╭──
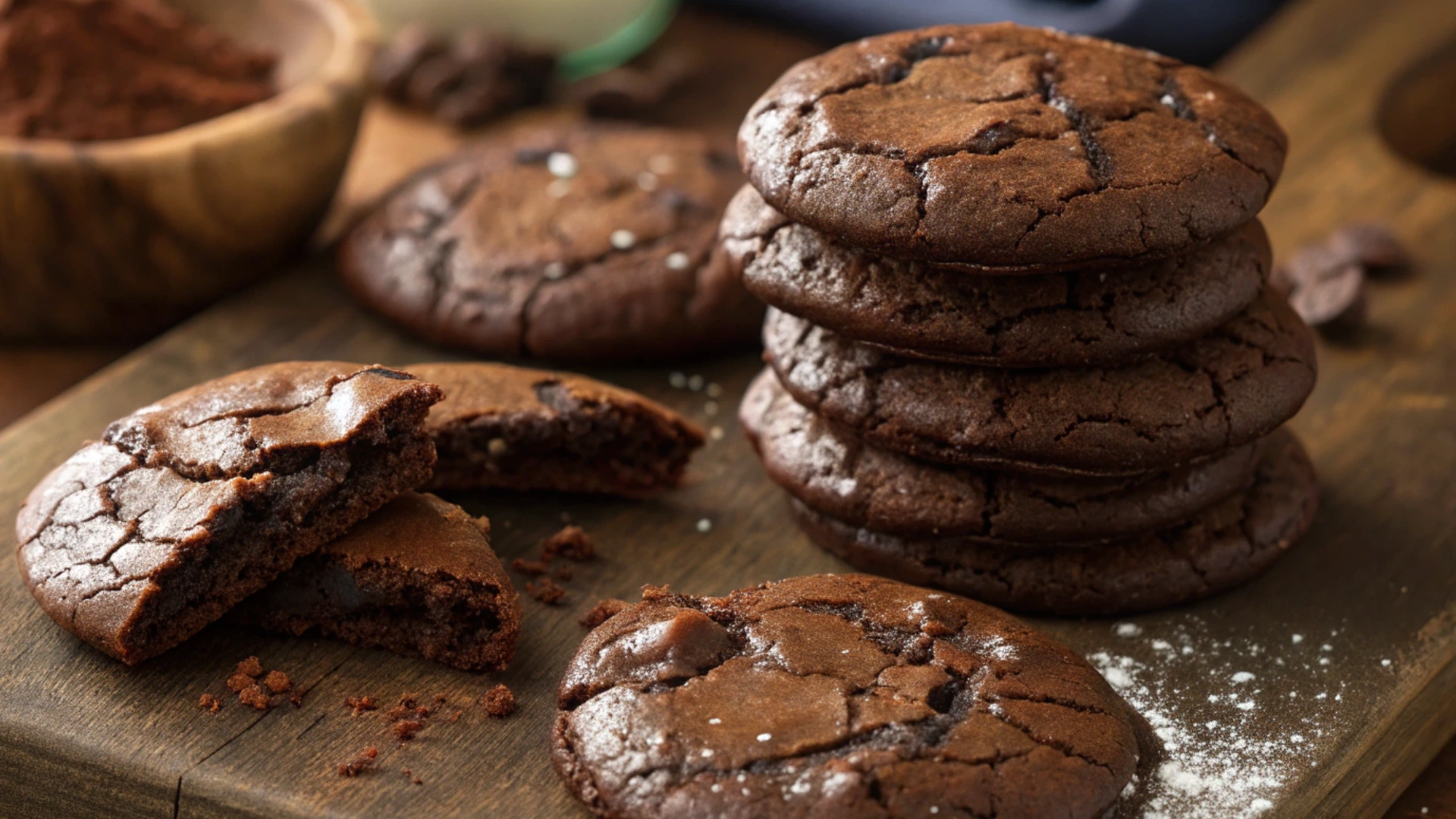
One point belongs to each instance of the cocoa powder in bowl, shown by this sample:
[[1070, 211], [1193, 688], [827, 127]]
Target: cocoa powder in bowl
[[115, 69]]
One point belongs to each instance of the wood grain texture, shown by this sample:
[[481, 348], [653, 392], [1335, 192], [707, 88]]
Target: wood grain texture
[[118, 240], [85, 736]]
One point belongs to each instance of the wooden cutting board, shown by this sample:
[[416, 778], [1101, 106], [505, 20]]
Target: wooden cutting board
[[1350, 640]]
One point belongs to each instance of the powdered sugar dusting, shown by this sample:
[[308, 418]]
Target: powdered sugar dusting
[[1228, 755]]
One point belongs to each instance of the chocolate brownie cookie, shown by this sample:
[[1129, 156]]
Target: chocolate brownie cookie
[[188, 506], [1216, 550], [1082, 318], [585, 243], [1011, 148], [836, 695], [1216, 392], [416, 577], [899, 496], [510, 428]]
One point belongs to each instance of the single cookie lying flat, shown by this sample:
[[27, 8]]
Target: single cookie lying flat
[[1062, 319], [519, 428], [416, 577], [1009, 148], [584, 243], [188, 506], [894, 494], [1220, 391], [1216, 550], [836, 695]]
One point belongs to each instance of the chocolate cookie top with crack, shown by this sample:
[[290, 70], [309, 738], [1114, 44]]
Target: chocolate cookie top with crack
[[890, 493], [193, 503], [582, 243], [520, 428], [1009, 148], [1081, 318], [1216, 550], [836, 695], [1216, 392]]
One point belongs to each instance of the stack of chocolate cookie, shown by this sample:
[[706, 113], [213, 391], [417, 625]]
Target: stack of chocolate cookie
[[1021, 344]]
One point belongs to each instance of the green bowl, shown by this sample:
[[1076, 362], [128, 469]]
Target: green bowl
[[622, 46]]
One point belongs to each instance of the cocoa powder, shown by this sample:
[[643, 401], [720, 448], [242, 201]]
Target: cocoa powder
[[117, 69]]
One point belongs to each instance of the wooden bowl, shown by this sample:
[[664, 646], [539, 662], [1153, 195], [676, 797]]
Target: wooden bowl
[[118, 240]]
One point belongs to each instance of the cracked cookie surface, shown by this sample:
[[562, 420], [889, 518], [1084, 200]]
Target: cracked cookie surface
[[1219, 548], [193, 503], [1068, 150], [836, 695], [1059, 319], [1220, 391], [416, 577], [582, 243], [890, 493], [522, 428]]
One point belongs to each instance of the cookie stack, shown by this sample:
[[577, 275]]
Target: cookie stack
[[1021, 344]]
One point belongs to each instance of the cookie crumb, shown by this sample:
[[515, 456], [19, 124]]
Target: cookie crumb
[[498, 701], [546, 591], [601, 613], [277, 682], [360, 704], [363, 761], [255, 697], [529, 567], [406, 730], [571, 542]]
╰──
╭──
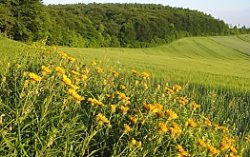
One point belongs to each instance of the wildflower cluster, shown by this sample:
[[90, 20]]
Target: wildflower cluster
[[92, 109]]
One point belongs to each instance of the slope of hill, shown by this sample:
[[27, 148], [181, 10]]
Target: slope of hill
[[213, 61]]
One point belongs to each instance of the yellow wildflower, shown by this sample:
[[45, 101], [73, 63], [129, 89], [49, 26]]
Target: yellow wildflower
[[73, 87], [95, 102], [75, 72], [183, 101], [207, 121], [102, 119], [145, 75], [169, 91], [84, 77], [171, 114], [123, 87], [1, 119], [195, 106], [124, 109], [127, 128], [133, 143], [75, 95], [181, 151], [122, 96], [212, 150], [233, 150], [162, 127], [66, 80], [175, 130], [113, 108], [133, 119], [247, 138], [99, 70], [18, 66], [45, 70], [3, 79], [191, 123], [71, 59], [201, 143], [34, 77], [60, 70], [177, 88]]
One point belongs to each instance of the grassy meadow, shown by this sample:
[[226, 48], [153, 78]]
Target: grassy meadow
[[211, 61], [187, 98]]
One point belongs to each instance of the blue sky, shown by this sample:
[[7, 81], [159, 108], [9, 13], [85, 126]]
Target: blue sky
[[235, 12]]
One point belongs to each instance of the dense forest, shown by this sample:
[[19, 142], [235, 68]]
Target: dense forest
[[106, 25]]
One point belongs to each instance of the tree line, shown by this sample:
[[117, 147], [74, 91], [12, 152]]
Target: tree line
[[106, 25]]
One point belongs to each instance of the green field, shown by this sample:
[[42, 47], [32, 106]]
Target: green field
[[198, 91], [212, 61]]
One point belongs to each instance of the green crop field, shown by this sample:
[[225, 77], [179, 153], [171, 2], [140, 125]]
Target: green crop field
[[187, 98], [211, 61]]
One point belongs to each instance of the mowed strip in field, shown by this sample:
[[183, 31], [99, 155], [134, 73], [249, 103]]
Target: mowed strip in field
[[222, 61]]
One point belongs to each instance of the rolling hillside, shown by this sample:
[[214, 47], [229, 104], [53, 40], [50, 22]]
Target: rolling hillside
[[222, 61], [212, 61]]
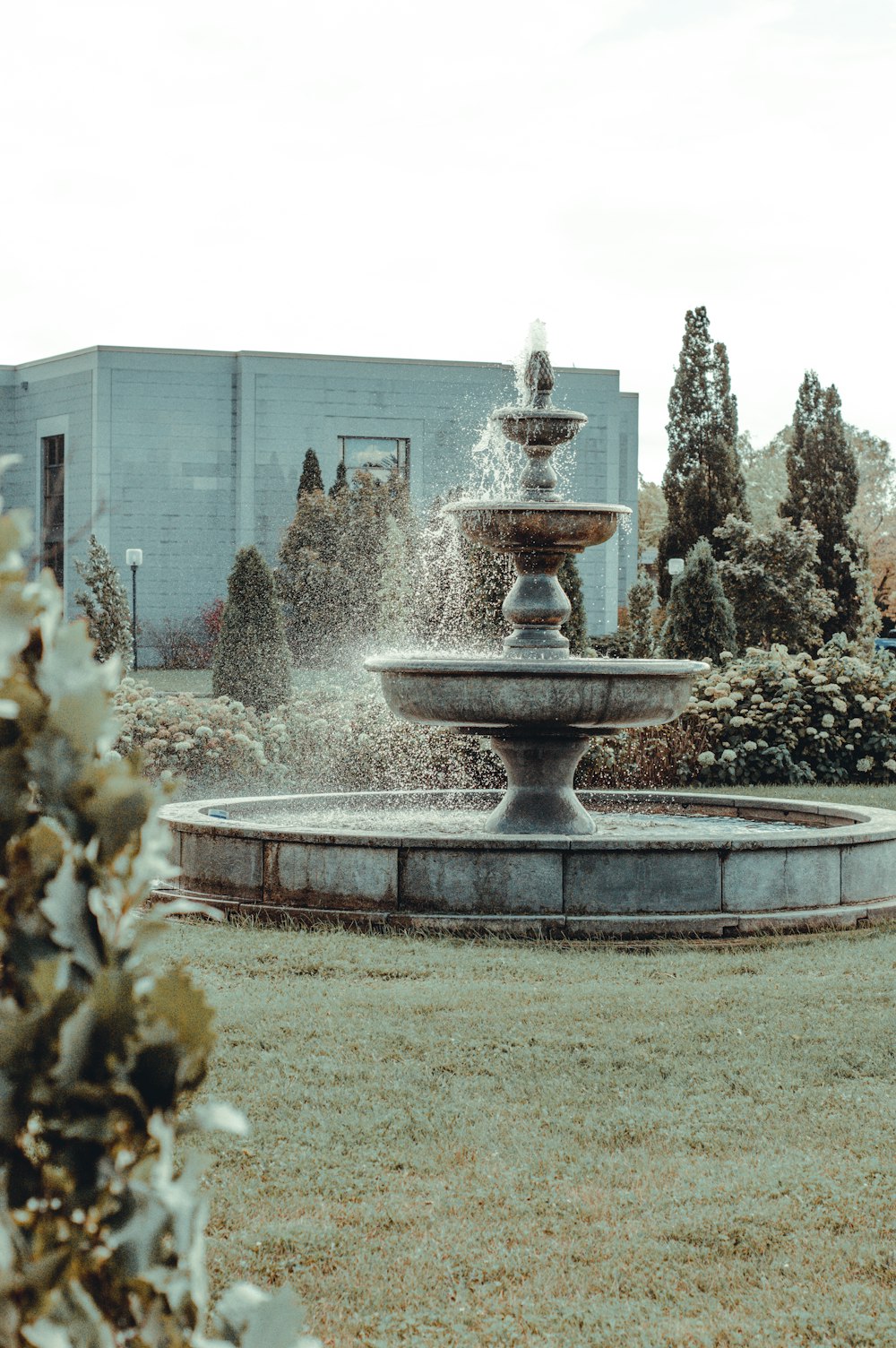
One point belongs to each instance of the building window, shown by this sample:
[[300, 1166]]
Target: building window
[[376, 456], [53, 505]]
╰──
╭──
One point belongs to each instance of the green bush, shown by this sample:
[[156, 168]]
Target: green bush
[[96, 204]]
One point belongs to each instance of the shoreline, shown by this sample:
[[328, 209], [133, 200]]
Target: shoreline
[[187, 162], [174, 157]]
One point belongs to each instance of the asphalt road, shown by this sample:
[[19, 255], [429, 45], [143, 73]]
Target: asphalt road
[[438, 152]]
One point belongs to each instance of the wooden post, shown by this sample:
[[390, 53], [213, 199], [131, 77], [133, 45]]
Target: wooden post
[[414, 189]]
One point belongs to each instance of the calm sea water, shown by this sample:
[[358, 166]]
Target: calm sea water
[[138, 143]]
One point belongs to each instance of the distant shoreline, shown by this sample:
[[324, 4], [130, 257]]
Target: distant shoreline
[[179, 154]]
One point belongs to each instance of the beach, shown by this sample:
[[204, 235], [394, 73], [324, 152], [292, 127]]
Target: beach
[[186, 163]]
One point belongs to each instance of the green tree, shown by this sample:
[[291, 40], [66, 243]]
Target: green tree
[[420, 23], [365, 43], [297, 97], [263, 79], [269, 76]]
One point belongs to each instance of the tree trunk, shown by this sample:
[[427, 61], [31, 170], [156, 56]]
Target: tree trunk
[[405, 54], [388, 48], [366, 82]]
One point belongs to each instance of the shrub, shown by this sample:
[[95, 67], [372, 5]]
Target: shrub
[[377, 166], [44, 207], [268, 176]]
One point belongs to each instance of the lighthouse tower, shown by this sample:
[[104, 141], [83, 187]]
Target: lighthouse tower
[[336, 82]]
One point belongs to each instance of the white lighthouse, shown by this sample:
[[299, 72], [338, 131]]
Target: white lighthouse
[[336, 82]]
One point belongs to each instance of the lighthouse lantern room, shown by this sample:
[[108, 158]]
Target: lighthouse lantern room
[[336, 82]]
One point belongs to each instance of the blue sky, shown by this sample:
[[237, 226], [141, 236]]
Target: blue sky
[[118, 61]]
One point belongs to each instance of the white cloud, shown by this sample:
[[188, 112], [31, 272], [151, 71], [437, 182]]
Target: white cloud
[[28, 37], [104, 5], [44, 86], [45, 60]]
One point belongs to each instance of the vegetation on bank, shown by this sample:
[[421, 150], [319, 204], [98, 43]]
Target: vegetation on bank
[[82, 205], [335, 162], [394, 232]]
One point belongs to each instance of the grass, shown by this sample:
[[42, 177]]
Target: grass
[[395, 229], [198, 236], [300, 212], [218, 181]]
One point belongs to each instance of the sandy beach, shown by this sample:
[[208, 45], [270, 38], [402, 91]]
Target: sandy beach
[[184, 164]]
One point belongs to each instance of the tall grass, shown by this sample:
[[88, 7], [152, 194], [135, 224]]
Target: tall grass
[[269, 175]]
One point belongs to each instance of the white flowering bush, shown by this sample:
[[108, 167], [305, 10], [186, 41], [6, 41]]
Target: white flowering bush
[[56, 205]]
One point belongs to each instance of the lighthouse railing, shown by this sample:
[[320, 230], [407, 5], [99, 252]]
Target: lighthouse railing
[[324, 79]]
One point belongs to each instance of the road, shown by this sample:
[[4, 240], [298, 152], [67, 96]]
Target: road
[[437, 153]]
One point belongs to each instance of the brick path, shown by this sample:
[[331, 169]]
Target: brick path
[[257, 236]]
╰──
What the exercise asks
Arrange every line of the listing, from the one containing "One point belongs to each instance of the vegetation" through the one containing "[[437, 153]]", into a JSON list of strings with one string per line and blank lines left out.

Final result
[
  "One point belongs to each instance of the vegetation on bank, shown by this sample:",
  "[[421, 150], [319, 204], [98, 43]]",
  "Target: vegetation on bank",
  "[[82, 205], [335, 162], [394, 232]]",
  "One point belongs to each instance of the grass, shown by this sample:",
  "[[42, 177]]",
  "Target: grass",
  "[[395, 229], [198, 236], [300, 212], [218, 181]]",
  "One point belongs to each instance of the sandy beach, shown by this sample:",
  "[[208, 45], [270, 38], [402, 91]]",
  "Target: sandy beach",
  "[[184, 164]]",
  "One point belongs to each instance of the tall grass, shown by this sample:",
  "[[88, 7], [152, 194], [135, 224]]",
  "Target: tall grass",
  "[[269, 175]]",
  "One point belongs to each instance of the white flowering bush, shown by this sample:",
  "[[108, 167], [305, 10], [186, 41], [6, 41]]",
  "Target: white flowering bush",
  "[[56, 205]]",
  "One point belongs to each instance of the lighthouse railing, shown by this sample:",
  "[[320, 230], [407, 5], [99, 252]]",
  "Target: lighthouse railing",
  "[[324, 79]]",
  "One point belongs to each instance of the road, shown by this sample:",
  "[[4, 240], [298, 152], [67, 96]]",
  "Target: road",
  "[[437, 153]]"
]